#### RECORDS FOR THIS TASK:
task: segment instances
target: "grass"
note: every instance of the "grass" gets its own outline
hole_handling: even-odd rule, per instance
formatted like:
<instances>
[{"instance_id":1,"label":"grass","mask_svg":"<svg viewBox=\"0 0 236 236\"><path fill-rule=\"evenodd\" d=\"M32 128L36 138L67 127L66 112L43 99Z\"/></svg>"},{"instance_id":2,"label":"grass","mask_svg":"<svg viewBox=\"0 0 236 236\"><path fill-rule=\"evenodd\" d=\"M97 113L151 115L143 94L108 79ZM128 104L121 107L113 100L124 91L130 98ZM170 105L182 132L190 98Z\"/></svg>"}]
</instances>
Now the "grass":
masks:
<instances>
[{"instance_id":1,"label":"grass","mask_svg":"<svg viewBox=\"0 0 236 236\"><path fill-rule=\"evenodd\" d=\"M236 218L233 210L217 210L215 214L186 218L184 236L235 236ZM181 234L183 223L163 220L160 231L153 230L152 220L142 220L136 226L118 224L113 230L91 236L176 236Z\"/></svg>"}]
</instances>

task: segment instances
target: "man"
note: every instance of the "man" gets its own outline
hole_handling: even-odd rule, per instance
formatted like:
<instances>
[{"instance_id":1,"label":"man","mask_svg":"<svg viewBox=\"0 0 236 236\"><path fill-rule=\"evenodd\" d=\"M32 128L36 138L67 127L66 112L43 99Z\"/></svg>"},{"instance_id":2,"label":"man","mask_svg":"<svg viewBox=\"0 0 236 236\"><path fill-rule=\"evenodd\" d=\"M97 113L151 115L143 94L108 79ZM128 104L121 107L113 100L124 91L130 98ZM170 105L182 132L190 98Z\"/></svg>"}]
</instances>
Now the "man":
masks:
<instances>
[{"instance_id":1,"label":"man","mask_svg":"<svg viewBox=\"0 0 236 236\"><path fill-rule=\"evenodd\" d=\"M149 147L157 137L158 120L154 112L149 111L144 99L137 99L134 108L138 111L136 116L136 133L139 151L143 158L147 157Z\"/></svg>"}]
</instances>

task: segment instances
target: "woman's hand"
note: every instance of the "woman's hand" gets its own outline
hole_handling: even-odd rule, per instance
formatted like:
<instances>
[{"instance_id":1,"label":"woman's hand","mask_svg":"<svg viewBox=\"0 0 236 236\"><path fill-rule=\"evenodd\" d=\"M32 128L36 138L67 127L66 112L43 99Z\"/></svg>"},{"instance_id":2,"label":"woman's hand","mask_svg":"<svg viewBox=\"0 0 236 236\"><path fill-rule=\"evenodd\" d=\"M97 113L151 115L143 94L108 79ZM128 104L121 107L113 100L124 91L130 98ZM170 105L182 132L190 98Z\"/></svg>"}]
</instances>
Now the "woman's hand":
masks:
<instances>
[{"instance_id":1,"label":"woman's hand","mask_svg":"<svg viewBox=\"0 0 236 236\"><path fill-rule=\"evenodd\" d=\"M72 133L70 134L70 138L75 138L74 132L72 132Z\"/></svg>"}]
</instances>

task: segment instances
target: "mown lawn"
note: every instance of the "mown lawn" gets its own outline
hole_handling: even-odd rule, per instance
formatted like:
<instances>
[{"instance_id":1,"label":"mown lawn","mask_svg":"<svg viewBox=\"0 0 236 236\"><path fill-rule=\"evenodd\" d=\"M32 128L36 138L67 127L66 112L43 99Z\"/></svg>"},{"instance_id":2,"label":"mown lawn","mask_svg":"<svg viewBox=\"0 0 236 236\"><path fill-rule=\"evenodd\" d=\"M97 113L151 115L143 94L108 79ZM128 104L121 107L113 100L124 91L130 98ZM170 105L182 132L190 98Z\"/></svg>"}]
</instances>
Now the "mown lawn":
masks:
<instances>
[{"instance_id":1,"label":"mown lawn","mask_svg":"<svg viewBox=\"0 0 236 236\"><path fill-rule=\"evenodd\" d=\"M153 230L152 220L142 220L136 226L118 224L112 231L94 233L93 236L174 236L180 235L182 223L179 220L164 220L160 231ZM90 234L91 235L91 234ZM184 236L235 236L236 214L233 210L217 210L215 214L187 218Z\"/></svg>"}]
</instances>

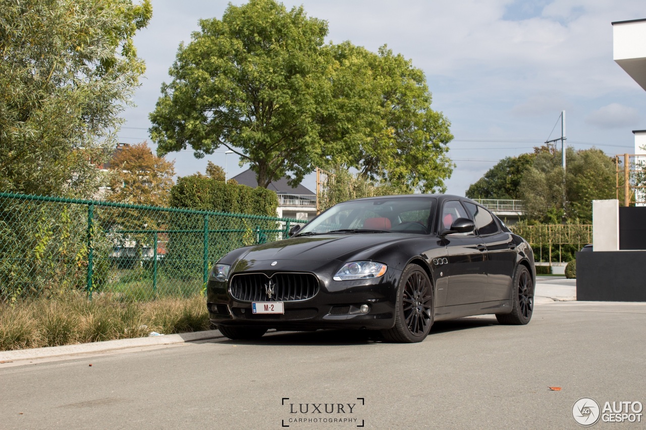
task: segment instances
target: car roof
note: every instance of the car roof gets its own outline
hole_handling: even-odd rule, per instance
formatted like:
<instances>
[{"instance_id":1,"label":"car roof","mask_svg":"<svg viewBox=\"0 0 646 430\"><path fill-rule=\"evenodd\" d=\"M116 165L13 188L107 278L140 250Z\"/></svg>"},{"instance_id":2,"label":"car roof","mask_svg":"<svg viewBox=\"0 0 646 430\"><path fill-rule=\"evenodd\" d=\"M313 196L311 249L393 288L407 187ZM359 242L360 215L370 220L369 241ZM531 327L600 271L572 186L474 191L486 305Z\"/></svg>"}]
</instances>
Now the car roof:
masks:
<instances>
[{"instance_id":1,"label":"car roof","mask_svg":"<svg viewBox=\"0 0 646 430\"><path fill-rule=\"evenodd\" d=\"M478 203L474 201L471 199L467 198L463 196L455 196L454 194L397 194L395 196L375 196L374 197L364 197L360 199L353 199L351 201L356 200L374 200L375 199L383 199L383 198L434 198L437 199L441 203L445 200L464 200L465 201L470 201L474 204L477 205Z\"/></svg>"}]
</instances>

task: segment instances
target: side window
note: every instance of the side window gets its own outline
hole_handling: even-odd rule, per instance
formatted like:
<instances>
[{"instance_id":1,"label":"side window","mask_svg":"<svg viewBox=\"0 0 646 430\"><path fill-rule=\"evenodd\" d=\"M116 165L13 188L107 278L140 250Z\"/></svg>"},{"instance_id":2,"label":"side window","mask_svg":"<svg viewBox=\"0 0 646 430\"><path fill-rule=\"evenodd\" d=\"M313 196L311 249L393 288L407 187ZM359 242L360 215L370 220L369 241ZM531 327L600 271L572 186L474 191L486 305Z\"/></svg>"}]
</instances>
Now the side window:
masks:
<instances>
[{"instance_id":1,"label":"side window","mask_svg":"<svg viewBox=\"0 0 646 430\"><path fill-rule=\"evenodd\" d=\"M478 229L480 234L486 236L498 232L498 225L495 223L494 217L488 210L466 201L464 202L464 205L473 215L474 220L475 221L475 228Z\"/></svg>"},{"instance_id":2,"label":"side window","mask_svg":"<svg viewBox=\"0 0 646 430\"><path fill-rule=\"evenodd\" d=\"M442 218L440 218L441 226L445 229L450 229L453 222L458 218L469 218L464 208L457 200L450 200L444 203L442 208ZM466 236L473 234L470 233L453 233L456 236Z\"/></svg>"}]
</instances>

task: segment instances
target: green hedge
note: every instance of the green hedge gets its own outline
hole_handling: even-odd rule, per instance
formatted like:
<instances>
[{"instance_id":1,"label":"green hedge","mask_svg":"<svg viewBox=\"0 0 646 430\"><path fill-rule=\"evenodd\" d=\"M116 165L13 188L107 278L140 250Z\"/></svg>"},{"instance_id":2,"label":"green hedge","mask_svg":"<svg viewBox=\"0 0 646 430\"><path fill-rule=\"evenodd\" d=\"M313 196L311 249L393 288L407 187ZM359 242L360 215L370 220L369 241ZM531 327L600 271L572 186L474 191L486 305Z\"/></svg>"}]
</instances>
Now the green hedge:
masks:
<instances>
[{"instance_id":1,"label":"green hedge","mask_svg":"<svg viewBox=\"0 0 646 430\"><path fill-rule=\"evenodd\" d=\"M256 235L256 228L274 230L279 227L275 220L242 216L276 217L278 196L264 188L226 183L203 176L187 176L179 178L171 189L170 203L174 207L241 215L209 218L208 229L211 232L208 234L209 264L232 249L258 243L259 236L266 240L266 234ZM172 214L169 217L169 225L173 229L198 230L198 232L169 234L163 274L182 280L202 278L204 236L201 232L204 222L202 215Z\"/></svg>"},{"instance_id":2,"label":"green hedge","mask_svg":"<svg viewBox=\"0 0 646 430\"><path fill-rule=\"evenodd\" d=\"M573 260L565 266L565 278L576 279L576 260Z\"/></svg>"}]
</instances>

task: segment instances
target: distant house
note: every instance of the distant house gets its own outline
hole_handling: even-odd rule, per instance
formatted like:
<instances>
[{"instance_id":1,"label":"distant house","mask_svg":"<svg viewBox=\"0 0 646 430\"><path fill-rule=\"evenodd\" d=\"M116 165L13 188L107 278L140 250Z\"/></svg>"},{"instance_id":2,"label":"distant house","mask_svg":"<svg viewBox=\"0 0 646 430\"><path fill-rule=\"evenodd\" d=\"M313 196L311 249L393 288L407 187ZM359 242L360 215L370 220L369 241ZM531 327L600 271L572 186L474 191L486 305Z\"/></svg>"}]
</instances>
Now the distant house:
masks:
<instances>
[{"instance_id":1,"label":"distant house","mask_svg":"<svg viewBox=\"0 0 646 430\"><path fill-rule=\"evenodd\" d=\"M258 187L256 173L247 169L232 179L239 184L251 188ZM278 196L278 216L280 218L311 220L317 214L317 195L302 185L292 187L287 183L289 179L283 177L275 182L269 183L267 189L276 192Z\"/></svg>"}]
</instances>

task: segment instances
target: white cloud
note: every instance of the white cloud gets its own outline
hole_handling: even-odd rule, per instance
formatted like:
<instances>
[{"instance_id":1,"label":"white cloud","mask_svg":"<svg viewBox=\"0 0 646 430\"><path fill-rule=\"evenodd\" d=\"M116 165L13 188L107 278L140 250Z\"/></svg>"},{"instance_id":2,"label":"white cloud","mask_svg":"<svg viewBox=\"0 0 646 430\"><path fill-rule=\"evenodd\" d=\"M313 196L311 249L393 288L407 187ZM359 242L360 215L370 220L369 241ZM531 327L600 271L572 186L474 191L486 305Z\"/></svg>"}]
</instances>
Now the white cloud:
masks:
<instances>
[{"instance_id":1,"label":"white cloud","mask_svg":"<svg viewBox=\"0 0 646 430\"><path fill-rule=\"evenodd\" d=\"M540 94L532 96L525 101L512 108L512 113L518 116L534 117L555 115L561 110L568 110L572 104L562 96Z\"/></svg>"},{"instance_id":2,"label":"white cloud","mask_svg":"<svg viewBox=\"0 0 646 430\"><path fill-rule=\"evenodd\" d=\"M597 109L585 118L585 122L601 128L618 128L639 123L637 109L619 103L610 103Z\"/></svg>"}]
</instances>

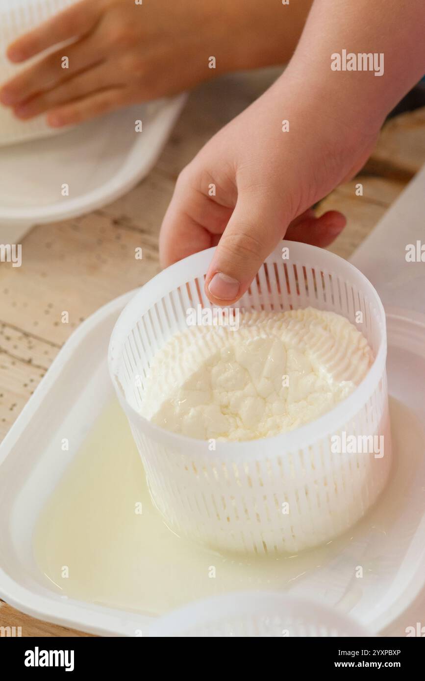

#### DIRECTIVE:
Please find and copy every line of the records above that contains the word "white", matching case exactly.

#### OUTPUT OF THE TASK:
target: white cloud
note: every instance of the white cloud gets its own outline
[{"instance_id":1,"label":"white cloud","mask_svg":"<svg viewBox=\"0 0 646 430\"><path fill-rule=\"evenodd\" d=\"M116 165L13 188L107 278L140 250Z\"/></svg>"},{"instance_id":2,"label":"white cloud","mask_svg":"<svg viewBox=\"0 0 646 430\"><path fill-rule=\"evenodd\" d=\"M313 196L311 249L393 288L407 187ZM359 242L360 215L370 220L369 241ZM531 327L600 271L572 186L474 191L486 305Z\"/></svg>"}]
Now the white cloud:
[{"instance_id":1,"label":"white cloud","mask_svg":"<svg viewBox=\"0 0 646 430\"><path fill-rule=\"evenodd\" d=\"M540 94L532 96L525 101L512 108L512 113L518 116L534 117L555 115L561 110L568 110L572 104L562 96Z\"/></svg>"},{"instance_id":2,"label":"white cloud","mask_svg":"<svg viewBox=\"0 0 646 430\"><path fill-rule=\"evenodd\" d=\"M597 109L585 118L585 122L601 128L618 128L639 123L637 109L619 103L610 103Z\"/></svg>"}]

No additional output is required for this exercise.